STATED TASK >> Please identify every line in the data below that contains the word "ceiling" and copy each of those lines in full.

RECORDS >>

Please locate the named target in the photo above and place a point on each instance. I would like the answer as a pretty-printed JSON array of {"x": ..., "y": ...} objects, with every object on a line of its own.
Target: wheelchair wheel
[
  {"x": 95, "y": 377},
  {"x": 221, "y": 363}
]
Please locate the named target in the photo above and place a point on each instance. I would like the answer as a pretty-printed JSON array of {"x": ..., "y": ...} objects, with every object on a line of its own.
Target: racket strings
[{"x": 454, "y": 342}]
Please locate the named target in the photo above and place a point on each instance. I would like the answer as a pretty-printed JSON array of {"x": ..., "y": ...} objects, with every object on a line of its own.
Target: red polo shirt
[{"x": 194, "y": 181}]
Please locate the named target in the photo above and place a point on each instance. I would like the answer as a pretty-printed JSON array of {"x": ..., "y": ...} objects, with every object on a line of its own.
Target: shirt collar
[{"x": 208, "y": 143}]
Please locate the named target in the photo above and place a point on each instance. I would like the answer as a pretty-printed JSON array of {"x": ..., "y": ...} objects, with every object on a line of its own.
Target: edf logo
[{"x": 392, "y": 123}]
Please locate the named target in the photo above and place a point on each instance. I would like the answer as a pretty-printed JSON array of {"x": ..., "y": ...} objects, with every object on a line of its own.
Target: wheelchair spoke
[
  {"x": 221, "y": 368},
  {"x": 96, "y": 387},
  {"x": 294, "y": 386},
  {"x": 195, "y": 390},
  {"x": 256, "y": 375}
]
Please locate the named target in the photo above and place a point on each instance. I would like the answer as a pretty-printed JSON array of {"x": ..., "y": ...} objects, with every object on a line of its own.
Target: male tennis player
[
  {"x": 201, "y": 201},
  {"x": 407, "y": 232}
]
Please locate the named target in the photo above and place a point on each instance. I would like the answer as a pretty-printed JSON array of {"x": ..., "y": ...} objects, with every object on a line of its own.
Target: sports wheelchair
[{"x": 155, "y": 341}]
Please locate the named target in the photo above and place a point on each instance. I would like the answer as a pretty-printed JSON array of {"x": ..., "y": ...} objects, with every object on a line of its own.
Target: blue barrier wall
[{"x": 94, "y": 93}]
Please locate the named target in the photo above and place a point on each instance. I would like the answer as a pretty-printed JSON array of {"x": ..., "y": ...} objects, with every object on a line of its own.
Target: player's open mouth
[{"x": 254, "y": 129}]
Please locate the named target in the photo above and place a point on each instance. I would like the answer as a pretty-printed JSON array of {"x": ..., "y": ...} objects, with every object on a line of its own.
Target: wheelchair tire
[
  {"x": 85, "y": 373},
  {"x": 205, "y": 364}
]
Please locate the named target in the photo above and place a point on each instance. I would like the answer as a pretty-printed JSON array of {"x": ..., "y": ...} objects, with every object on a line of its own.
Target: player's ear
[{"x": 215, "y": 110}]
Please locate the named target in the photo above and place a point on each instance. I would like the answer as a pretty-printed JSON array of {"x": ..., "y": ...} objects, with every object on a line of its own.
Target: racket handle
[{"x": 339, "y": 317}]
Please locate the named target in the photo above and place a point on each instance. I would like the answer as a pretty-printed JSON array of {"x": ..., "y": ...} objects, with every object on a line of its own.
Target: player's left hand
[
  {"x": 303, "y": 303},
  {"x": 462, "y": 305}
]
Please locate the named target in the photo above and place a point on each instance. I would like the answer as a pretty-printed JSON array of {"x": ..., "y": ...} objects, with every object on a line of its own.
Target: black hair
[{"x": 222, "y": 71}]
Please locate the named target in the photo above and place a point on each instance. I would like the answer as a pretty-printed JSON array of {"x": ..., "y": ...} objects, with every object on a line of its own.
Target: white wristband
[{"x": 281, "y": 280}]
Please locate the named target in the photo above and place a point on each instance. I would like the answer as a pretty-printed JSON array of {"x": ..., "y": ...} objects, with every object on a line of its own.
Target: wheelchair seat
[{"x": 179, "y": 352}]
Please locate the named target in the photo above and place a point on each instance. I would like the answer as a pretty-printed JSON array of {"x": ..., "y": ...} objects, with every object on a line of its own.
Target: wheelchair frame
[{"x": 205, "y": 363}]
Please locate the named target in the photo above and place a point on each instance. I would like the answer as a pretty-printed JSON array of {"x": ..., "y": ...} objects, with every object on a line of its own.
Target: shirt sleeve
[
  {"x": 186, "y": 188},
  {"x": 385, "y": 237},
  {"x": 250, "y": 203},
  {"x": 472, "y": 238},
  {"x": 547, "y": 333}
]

...

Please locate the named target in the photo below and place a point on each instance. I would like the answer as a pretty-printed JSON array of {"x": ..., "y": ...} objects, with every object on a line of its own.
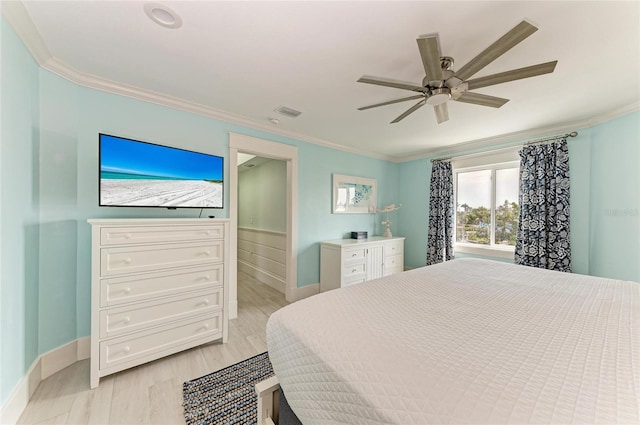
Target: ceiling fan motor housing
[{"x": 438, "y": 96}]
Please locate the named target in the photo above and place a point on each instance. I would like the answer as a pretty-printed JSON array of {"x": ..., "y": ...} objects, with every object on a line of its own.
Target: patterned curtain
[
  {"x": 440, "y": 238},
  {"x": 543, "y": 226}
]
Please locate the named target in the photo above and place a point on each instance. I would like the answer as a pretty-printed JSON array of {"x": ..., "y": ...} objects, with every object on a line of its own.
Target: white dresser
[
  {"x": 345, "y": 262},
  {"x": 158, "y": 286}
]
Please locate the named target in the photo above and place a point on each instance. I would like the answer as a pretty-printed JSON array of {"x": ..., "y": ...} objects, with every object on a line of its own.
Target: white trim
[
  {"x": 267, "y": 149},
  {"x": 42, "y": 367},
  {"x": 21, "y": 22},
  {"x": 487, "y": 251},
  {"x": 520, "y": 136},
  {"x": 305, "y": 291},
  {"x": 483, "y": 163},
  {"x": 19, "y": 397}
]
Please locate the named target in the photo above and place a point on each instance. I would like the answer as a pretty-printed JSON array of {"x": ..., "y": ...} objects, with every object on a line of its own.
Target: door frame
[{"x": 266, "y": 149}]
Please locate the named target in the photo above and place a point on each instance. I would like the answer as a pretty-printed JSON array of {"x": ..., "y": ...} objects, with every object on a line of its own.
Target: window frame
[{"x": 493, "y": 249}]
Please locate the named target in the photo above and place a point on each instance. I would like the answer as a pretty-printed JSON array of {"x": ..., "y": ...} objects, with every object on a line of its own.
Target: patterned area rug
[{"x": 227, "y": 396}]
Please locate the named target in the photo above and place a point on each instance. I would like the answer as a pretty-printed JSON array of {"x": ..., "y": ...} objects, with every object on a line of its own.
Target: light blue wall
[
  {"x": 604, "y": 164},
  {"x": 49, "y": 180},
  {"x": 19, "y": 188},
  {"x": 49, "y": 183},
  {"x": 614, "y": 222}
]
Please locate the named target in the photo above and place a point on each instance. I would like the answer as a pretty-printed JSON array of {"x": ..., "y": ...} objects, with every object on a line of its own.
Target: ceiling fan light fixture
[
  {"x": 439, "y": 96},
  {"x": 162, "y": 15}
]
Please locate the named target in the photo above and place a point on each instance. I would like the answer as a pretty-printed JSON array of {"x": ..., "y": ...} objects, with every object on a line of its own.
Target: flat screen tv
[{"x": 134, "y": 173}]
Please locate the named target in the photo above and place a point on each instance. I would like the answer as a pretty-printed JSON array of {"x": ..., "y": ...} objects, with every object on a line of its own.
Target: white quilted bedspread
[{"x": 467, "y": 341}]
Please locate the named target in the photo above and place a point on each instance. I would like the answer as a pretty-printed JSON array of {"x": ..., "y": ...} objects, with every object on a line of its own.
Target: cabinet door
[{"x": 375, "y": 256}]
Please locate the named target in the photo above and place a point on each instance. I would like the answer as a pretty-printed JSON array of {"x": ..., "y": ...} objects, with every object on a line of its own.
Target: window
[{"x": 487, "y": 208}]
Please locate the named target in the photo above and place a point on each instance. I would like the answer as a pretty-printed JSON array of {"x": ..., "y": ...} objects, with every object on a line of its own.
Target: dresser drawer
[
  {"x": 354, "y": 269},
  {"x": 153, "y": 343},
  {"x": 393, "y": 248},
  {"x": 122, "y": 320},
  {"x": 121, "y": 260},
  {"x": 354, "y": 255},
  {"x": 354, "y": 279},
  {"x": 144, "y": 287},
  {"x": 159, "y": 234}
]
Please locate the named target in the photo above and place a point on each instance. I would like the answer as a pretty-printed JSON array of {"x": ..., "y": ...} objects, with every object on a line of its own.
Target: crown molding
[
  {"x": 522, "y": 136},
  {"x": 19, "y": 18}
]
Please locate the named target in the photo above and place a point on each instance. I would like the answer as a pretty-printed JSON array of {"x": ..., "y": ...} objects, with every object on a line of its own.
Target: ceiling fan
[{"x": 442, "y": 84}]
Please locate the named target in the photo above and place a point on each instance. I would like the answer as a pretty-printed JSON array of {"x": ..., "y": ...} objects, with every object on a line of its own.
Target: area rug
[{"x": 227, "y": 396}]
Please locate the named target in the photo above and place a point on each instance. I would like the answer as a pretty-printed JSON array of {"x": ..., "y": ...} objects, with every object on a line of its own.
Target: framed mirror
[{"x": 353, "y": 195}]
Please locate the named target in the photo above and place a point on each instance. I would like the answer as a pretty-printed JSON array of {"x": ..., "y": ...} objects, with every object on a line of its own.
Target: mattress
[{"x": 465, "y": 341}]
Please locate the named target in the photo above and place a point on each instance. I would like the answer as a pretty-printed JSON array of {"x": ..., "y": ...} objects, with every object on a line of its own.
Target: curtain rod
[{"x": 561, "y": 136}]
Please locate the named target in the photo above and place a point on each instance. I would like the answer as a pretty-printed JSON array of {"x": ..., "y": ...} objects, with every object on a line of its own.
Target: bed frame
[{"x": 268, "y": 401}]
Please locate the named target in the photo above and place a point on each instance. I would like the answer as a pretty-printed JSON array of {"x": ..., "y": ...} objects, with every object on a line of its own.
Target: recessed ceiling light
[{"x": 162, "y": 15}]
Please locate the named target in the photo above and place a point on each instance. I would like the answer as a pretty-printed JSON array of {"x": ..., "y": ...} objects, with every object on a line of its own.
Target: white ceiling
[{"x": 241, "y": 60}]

IN RESPONSE >>
Target: ceiling fan motor housing
Target: ceiling fan light fixture
Target: ceiling fan
Target: recessed ceiling light
Target: white ceiling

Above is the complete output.